→ **Work instructions**: Starting at the line that contains "det: white robe" and ending at the last line of the material, copy out those lines with "banner" changed to "flag" and nothing else altered.

→ **Data lines**:
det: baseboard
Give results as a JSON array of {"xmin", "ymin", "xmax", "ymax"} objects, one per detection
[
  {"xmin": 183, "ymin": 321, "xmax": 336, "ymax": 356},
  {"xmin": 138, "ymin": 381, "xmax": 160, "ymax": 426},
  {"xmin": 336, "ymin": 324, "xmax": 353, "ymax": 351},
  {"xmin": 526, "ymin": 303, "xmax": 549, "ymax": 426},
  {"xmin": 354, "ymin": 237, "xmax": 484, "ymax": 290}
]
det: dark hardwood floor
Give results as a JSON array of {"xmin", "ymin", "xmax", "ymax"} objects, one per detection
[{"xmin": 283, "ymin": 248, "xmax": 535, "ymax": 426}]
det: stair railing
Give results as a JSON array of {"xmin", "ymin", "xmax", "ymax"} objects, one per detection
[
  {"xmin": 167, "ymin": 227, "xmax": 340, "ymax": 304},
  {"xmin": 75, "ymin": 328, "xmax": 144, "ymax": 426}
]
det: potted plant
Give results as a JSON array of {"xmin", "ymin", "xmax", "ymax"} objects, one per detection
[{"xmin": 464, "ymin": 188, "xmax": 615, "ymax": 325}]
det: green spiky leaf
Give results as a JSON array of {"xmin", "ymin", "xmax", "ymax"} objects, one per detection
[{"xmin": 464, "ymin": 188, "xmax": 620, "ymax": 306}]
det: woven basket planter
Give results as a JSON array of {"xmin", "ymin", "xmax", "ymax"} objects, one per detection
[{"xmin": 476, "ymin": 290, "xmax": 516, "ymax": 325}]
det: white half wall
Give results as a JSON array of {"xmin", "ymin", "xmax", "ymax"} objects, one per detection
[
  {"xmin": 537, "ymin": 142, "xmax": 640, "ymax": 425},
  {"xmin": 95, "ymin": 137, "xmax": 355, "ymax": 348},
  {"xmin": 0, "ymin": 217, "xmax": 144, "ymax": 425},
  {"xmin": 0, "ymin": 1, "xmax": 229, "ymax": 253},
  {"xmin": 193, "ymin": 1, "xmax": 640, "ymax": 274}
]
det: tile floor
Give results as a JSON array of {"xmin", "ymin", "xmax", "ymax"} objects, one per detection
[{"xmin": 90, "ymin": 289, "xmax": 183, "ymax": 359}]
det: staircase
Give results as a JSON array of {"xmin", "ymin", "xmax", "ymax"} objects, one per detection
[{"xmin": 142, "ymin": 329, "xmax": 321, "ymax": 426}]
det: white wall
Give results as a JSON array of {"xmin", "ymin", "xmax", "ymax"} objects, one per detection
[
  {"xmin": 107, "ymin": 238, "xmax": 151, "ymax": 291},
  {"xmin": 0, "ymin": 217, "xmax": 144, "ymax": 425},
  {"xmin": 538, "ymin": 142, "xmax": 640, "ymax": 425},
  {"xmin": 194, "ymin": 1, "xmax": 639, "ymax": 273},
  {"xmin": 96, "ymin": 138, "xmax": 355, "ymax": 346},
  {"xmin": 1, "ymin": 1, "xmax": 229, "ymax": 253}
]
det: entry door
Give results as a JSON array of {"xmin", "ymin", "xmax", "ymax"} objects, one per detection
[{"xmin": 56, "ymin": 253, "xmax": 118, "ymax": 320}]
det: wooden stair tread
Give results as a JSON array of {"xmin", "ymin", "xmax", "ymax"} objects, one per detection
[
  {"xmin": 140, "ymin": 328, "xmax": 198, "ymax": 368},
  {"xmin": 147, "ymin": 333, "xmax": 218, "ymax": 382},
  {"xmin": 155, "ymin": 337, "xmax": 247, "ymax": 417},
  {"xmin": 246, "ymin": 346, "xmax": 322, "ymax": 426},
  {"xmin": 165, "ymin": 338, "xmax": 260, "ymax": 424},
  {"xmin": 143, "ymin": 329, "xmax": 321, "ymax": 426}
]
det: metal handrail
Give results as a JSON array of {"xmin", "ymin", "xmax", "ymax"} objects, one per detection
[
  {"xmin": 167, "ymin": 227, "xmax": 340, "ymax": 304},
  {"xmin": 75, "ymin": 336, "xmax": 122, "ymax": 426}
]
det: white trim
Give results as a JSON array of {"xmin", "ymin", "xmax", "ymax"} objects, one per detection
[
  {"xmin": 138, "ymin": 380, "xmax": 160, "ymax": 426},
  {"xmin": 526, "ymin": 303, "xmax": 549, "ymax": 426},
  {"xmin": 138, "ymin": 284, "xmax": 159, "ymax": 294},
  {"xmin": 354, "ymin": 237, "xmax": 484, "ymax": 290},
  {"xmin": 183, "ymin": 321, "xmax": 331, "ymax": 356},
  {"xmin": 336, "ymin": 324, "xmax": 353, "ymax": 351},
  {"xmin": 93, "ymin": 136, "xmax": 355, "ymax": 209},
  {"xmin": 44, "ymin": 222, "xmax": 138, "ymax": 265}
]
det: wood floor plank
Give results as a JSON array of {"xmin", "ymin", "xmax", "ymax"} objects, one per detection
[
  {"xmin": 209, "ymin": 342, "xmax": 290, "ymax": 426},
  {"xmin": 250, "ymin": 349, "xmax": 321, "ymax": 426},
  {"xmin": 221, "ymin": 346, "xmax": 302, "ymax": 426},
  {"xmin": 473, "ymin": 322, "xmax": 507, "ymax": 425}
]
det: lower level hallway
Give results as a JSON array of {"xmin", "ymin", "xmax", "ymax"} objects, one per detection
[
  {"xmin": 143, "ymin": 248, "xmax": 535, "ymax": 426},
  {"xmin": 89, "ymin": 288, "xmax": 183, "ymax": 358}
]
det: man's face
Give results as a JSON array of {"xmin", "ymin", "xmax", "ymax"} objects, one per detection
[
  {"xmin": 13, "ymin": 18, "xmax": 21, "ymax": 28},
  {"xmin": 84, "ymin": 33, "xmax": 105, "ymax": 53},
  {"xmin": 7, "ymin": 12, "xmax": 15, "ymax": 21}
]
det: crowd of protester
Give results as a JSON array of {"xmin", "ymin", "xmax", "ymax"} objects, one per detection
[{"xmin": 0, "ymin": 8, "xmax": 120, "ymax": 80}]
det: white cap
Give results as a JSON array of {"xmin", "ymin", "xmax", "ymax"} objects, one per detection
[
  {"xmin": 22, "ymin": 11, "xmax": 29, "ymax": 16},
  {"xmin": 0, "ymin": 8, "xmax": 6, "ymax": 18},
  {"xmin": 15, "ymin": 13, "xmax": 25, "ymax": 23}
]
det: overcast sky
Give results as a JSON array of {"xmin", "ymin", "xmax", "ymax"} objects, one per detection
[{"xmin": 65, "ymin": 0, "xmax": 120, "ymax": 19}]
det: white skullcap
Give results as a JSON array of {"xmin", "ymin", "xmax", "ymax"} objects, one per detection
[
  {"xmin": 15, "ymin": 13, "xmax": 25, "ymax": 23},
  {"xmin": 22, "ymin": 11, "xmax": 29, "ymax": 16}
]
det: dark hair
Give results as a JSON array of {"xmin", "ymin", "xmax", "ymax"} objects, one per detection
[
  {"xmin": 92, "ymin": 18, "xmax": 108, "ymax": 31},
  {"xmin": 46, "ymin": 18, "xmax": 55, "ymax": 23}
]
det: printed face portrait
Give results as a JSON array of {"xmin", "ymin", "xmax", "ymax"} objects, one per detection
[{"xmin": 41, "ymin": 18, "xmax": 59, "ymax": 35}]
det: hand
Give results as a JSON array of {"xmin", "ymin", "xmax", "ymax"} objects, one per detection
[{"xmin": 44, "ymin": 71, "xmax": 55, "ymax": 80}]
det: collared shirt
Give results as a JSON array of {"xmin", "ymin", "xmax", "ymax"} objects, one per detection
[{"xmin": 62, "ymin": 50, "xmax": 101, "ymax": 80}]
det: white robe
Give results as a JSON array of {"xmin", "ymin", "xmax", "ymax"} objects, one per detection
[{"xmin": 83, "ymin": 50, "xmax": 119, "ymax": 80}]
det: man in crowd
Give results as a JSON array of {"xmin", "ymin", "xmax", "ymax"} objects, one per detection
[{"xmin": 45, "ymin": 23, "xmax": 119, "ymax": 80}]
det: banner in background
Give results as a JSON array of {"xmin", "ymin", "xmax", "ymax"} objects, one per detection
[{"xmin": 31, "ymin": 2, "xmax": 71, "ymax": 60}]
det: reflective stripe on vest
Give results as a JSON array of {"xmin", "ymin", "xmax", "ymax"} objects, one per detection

→ **Output of the task**:
det: white robe
Give results as a JSON array of {"xmin", "ymin", "xmax", "ymax"} objects, one per detection
[{"xmin": 83, "ymin": 50, "xmax": 119, "ymax": 80}]
det: man in crowd
Give results as a JSON array of {"xmin", "ymin", "xmax", "ymax"} objects, one per detection
[{"xmin": 45, "ymin": 23, "xmax": 119, "ymax": 80}]
det: flag in background
Give results as a JSON array of {"xmin", "ymin", "xmax", "ymax"} objects, one per detection
[{"xmin": 31, "ymin": 2, "xmax": 71, "ymax": 60}]
det: reflective stripe on vest
Give results as a JSON array of {"xmin", "ymin", "xmax", "ymax"} objects, one per detection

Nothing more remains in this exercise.